═════ ESTRATTO DELLA PAGINA

Ma di nuovo il libro ci chiede,  gelosissimo, di non seguire la catena delle idee alla quale anche  il testo di Bolko ci tenterebbe, e procedere con Maria Grazia Ruggerini la quale sempre mantenendo la centralità del problema della violenza di genere che è, quasi sempre, violenza contro le donne si interroga sulla questione maschile – che ritorna poi come relazione tra identità stereotipate del maschile e del femminile e potere dell’uomo al centro del successivo intervento di Stefano Ciccone – e su esperienze originali e non così note, quelle dei centri per uomini maltrattanti che sono sparsi sul territorio e quelle pilota di trattamento dei sex offenders presenti in qualche struttura carceraria, come Bollate.
Ce ne sarebbe già più che abbastanza per fare riflettere a lungo, a questo punto. Ma invece ci pensa la scrittrice Lea Melandri, attenta a questi temi fin dai tempi de L’erba voglio di Elvio Fachinelli, a offrirci, come Bolko, generosamente squarci sulla sua personale esperienza infantile del problema e a rimescolare tutte le carte aggiungendo complessità a complessità, col ricordarci come amore e violenza siano tra loro anche indissolubilmente intrecciati in quell’enigma che è la sessualità e come la complicità del gioco erotico e il rischio dell’unilateralità della violenza stiano tra loro a volte in un delicato equilibrio in quei territori nei quali, come cantava un poeta della mia città, Fabrizio De André: «l’amore non era adulto, e ti lasciavo graffi sui seni». Così come si nutrono spesso reciprocamente, in una complessa interazione, visione maschile e femminile del mondo, sentimenti fastidiosi di dipendenza e bisogno di signoria dell’uomo di fronte alla ricchezza e al mistero del corpo della donna, polarizzazione tra l’identità dell’uno e dell’altra a partire da una zona opportunamente collocata tra natura e cultura e relazione tra la donna e la costruzione della sua identità all’interno di una storia che – dalla letteratura, alla filosofia, alla politica, alle scienze – è stata fino a ieri, salvo rarissime eccezioni, una storia costruita e narrata da uomini.
Conclude – e non conclude (non può concludere…) – questo prezioso volume collettaneo che finisce per trattare, intorno al tema della violenza sulle donne, quello molto più ampio della relazione tra gli uomini e le donne in cui essa si genera e parla quindi a ciascuno di se stesso, una nota con la quale la curatrice Valeria Babini – che abbiamo altrove apprezzato per il generoso impegno nell’offrire alla psichiatria e alla società italiane una migliore consapevolezza della propria storia[vi] – ripercorre in sintesi l’affermarsi, attraverso gli strumenti della letteratura e del lavoro scientifico, nel dibattito pubblico di un punto di vista femminile, divenuto più insistito e consistente solo dagli ultimi anni del XIX secolo, al quale anche questo corso e questo libro contribuiscono a dar voce.

══════════
═════ DATI MEMORIZZATI

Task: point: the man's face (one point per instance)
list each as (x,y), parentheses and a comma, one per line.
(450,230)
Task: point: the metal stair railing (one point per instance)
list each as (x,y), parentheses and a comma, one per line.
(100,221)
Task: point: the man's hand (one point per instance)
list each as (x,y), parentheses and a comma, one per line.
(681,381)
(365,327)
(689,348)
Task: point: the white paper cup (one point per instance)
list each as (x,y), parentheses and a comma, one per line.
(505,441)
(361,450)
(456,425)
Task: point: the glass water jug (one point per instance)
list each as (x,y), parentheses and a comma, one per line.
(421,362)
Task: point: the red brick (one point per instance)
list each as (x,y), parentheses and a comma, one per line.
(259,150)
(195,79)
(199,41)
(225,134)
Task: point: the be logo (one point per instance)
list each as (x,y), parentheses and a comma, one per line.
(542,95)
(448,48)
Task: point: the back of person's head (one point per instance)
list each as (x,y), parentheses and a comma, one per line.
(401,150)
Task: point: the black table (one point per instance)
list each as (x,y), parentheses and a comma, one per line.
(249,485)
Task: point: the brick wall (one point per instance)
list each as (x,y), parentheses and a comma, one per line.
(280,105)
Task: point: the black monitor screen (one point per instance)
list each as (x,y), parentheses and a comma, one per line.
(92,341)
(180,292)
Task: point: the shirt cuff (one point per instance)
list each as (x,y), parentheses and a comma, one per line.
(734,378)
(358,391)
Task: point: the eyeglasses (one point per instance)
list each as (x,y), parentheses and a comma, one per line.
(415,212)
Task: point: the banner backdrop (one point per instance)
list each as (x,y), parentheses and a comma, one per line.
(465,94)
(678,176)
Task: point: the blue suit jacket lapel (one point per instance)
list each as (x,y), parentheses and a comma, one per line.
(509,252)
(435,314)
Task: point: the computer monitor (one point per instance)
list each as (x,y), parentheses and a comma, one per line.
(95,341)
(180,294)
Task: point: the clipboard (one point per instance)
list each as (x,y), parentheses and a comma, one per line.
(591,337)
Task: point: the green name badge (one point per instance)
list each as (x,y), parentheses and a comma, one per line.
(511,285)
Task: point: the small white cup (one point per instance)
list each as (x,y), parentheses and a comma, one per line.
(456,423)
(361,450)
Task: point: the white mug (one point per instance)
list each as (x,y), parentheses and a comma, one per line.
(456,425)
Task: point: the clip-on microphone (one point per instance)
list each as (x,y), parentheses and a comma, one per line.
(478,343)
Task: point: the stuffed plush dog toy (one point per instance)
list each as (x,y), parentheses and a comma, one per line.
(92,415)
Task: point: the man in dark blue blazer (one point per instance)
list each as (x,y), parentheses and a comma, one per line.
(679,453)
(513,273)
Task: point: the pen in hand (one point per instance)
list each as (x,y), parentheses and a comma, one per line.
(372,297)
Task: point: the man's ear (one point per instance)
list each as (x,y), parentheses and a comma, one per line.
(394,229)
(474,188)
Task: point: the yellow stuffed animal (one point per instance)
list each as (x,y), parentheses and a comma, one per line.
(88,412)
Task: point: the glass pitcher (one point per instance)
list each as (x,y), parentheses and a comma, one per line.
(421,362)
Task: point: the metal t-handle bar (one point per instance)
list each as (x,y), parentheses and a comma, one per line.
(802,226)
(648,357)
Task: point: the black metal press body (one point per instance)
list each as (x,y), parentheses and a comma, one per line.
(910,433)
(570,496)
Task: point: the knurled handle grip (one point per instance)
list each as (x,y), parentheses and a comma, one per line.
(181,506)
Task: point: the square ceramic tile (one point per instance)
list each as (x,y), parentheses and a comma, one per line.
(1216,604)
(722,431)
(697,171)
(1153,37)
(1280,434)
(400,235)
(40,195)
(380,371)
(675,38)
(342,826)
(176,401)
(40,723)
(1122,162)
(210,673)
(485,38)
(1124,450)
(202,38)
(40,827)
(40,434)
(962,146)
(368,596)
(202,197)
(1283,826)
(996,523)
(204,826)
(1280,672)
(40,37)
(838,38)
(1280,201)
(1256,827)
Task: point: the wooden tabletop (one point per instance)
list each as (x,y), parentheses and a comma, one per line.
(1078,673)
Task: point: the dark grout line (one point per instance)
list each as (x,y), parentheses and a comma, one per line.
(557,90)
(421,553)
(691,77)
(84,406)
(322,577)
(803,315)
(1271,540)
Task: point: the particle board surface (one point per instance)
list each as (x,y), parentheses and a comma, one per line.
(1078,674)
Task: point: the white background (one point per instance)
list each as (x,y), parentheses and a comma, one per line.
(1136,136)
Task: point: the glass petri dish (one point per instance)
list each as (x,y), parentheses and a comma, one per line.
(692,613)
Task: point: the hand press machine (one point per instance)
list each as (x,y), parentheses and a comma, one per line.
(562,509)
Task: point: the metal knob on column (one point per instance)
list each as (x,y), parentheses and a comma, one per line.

══════════

### ESERCIZI
1. Nell'estratto sul volume dedicato alla violenza sulle donne, chi è indicata come curatrice del libro?
2. Disponi come elenco JSON di stringhe le righe dei record, dalla riga che contiene "Task: point: the metal knob" fino alla fine dei record. Metti una stringa per ogni riga e tralascia le righe vuote.

### SOLUZIONI IN ORDINE
1. Valeria Babini.

2.
[
  "Task: point: the metal knob on column (one point per instance)",
  "list each as (x,y), parentheses and a comma, one per line."
]